* _Passage du texte_:
+ + +

Représentant du ministère de la Défense au comité restreint mis en
place par le gouvernement de Guy Mollet pour soutenir militairement
Israël, Abel Thomas, directeur de cabinet du ministre de la défense
Maurice Bourgès-Maunoury, évoque dans ses mémoires Comment Israël
fut sauvé (1978) la journée du 24 avril 1956. Shimon Peres entre
dans son bureau « par une porte dérobée comme un discret ami
personnel pour ne pas alerter gendarmes mobiles et aides de camp de
la rue Saint-Dominique. J'étais en mesure de lui donner des
informations optimistes sur le sort qui pouvait être réservé à ses
demandes. (…) Nous prîmes alors le temps, les principes étant
réglés, d'évoquer des perspectives plus précises. On sentait que
Shimon Peres cherchait ce qui pourrait nous être agréable en échange
des certitudes d'armement, donc de la sauvegarde de l'existence
d'Israël, que nous venions de lui promettre. »
La promesse
Ce qu'Abel Thomas ne précise pas, c'est que cette « promesse »
française, ce ne sont pas des armements classiques mais bien la
bombe atomique. Le secret est alors total et ne sera évoqué
précisément qu'en 1983 par le journaliste Pierre Péan dans son
ouvrage Les Deux Bombes. Dès avant l'échec de l'opération
Mousquetaire visant à reprendre le contrôle du canal de Suez et
associant Français, Britanniques et Israéliens, Paris et Tel-Aviv
ont formellement conclu un accord de coopération nucléaire, mis au
point par Shimon Peres. C'est l'époque où Guy Mollet déclare,
rapporte Péan : « Je leur dois la bombe… Il faut faire contrepoids à
l'Égypte. La masse qui fait contrepoids, c'est Israël avec la bombe…
»
Dès cette époque, Israël va bénéficier d'un soutien nucléaire total
de la France pour mettre en œuvre sa centrale nucléaire de Dimona.
La coopération est scellée en présence de David Ben Gourion et de
Shimon Peres lors d'une conférence secrète tenue à Sèvres du 22 au
24 octobre 1956, pour peaufiner l'accord opérationnel sur Suez.
Shimon Peres précise dans ses mémoires (1995) : « Avant la signature
finale, j'ai demandé à Ben Gourion une brève suspension de séance,
durant laquelle j'ai parlé seul avec Mollet et Bourgès-Maunoury.

+ + +

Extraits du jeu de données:
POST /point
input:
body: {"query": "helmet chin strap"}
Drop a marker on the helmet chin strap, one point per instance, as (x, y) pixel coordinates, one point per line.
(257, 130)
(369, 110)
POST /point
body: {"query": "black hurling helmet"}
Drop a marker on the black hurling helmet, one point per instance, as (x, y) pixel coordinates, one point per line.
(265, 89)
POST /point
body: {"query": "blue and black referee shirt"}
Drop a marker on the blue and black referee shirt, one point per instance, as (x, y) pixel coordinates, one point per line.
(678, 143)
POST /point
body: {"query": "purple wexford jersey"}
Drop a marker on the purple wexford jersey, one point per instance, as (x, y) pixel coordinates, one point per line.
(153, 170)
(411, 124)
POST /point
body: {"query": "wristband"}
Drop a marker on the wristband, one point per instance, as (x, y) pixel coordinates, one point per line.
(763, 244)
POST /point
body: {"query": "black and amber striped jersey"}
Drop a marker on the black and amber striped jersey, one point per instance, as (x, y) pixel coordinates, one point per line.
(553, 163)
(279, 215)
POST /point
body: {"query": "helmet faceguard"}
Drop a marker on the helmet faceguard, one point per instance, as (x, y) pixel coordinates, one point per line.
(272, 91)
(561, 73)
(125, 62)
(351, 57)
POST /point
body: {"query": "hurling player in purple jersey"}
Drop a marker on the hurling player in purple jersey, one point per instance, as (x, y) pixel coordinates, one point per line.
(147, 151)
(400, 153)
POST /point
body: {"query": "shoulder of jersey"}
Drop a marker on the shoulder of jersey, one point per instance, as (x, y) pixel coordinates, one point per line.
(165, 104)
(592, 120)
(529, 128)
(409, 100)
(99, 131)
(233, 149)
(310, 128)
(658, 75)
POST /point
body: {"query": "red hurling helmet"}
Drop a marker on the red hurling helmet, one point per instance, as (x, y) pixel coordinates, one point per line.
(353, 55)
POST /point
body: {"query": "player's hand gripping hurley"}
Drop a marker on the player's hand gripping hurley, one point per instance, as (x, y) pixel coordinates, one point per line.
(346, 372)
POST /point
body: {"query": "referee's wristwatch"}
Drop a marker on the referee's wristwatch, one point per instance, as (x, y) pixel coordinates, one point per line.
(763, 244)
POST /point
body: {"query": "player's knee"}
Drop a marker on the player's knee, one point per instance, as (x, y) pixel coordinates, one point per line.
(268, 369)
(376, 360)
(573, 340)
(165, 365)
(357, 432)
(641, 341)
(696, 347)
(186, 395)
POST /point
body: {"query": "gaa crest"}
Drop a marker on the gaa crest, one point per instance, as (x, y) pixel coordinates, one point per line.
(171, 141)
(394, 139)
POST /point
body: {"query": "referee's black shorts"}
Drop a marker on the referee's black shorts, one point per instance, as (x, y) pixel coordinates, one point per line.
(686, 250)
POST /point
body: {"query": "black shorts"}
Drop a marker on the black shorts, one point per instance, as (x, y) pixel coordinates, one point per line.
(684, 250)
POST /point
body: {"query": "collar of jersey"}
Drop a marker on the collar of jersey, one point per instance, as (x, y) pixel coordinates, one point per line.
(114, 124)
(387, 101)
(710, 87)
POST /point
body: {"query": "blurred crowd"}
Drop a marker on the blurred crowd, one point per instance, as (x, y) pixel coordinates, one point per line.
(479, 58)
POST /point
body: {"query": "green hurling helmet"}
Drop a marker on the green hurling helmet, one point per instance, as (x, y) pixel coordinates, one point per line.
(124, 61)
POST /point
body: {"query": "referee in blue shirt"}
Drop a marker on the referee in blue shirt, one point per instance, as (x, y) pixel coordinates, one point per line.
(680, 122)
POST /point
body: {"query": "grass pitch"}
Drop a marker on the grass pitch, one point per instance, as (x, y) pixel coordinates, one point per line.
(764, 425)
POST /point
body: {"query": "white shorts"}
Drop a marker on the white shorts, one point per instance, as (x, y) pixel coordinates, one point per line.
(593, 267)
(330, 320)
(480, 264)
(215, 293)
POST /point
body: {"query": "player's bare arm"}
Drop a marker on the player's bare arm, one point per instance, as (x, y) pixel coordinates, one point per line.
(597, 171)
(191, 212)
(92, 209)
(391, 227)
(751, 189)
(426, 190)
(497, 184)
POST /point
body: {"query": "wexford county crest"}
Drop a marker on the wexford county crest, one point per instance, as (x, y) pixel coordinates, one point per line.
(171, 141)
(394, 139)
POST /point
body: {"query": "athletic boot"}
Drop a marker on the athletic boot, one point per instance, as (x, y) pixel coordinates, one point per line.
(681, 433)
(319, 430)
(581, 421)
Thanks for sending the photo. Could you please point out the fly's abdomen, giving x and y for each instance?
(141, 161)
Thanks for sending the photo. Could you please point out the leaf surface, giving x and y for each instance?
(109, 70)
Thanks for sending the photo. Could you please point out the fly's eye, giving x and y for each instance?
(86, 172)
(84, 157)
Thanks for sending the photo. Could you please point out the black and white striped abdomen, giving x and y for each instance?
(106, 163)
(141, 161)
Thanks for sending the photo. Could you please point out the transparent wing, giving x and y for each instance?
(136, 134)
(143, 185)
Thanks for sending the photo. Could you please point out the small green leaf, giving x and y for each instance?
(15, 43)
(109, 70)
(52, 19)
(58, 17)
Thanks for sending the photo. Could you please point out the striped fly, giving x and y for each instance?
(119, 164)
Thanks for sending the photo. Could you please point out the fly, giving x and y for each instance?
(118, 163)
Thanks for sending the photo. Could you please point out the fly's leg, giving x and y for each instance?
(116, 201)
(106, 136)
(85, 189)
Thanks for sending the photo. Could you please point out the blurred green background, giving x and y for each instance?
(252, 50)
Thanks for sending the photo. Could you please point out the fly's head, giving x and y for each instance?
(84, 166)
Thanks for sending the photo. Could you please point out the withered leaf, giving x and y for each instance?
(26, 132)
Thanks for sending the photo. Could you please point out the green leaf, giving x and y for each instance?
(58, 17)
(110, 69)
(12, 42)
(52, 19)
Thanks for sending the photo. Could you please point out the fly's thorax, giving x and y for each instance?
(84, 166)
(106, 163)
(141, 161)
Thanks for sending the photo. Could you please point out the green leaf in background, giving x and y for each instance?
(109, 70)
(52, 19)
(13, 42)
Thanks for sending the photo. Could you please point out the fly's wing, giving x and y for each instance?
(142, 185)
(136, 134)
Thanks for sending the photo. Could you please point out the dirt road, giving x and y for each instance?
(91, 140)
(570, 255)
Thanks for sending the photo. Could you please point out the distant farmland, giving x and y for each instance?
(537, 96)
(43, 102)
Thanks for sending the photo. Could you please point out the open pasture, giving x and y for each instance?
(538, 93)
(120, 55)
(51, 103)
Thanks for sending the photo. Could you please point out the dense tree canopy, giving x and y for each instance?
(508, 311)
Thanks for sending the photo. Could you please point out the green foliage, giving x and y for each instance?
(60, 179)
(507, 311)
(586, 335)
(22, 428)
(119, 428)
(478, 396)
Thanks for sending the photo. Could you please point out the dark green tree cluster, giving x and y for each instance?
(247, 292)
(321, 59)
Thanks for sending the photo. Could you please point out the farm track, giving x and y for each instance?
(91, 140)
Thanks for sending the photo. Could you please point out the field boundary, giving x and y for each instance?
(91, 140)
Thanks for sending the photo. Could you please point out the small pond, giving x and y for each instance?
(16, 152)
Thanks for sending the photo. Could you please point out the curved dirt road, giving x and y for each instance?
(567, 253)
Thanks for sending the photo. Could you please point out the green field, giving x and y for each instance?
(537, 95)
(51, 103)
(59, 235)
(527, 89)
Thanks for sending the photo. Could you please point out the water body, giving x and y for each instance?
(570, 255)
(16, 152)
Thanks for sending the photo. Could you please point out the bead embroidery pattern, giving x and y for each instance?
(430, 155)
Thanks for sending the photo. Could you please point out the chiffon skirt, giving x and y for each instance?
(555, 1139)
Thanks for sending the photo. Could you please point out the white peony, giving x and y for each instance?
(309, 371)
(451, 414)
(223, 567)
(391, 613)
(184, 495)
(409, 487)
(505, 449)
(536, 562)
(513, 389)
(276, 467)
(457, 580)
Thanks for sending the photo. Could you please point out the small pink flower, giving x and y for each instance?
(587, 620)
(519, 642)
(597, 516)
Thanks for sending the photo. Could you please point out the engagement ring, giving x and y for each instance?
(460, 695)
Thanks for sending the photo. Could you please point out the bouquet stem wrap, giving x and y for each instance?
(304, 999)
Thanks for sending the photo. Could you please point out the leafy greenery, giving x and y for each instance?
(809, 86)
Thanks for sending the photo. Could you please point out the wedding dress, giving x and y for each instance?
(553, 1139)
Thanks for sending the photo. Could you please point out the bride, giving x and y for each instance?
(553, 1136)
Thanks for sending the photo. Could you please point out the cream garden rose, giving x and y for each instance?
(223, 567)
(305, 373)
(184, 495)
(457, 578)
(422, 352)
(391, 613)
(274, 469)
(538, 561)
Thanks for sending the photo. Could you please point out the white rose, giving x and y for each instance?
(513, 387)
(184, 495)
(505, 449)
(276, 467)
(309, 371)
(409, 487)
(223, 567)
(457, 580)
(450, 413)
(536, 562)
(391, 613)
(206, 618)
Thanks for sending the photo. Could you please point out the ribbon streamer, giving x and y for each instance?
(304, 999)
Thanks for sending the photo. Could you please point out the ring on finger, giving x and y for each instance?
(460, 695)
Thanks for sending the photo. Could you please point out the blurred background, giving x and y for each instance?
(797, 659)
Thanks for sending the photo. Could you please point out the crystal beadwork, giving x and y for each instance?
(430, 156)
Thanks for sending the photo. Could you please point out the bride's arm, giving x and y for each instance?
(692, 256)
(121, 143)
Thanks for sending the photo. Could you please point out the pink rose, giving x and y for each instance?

+ + +

* _Consigne A_:
Recopiez sans la moindre modification le passage sur la coopération nucléaire franco-israélienne, depuis « La coopération est » jusqu'à « opérationnel sur Suez. ».
* _Consigne B_:
Répondez aux questions suivantes d'après le passage sur la coopération nucléaire franco-israélienne :
(i) Quelle journée Abel Thomas évoque-t-il dans ses mémoires ?
(ii) Par qui et en quelle année le secret a-t-il été évoqué précisément ?
(iii) Où et à quelles dates s'est tenue la conférence secrète ?
Les entrées forment un matériau indépendant du passage du texte.

* _Réponse attendue A_:
La coopération est scellée en présence de David Ben Gourion et de
Shimon Peres lors d'une conférence secrète tenue à Sèvres du 22 au
24 octobre 1956, pour peaufiner l'accord opérationnel sur Suez.

* _Réponse attendue B_:
(i) La journée du 24 avril 1956.
(ii) Par le journaliste Pierre Péan, en 1983.
(iii) À Sèvres, du 22 au 24 octobre 1956.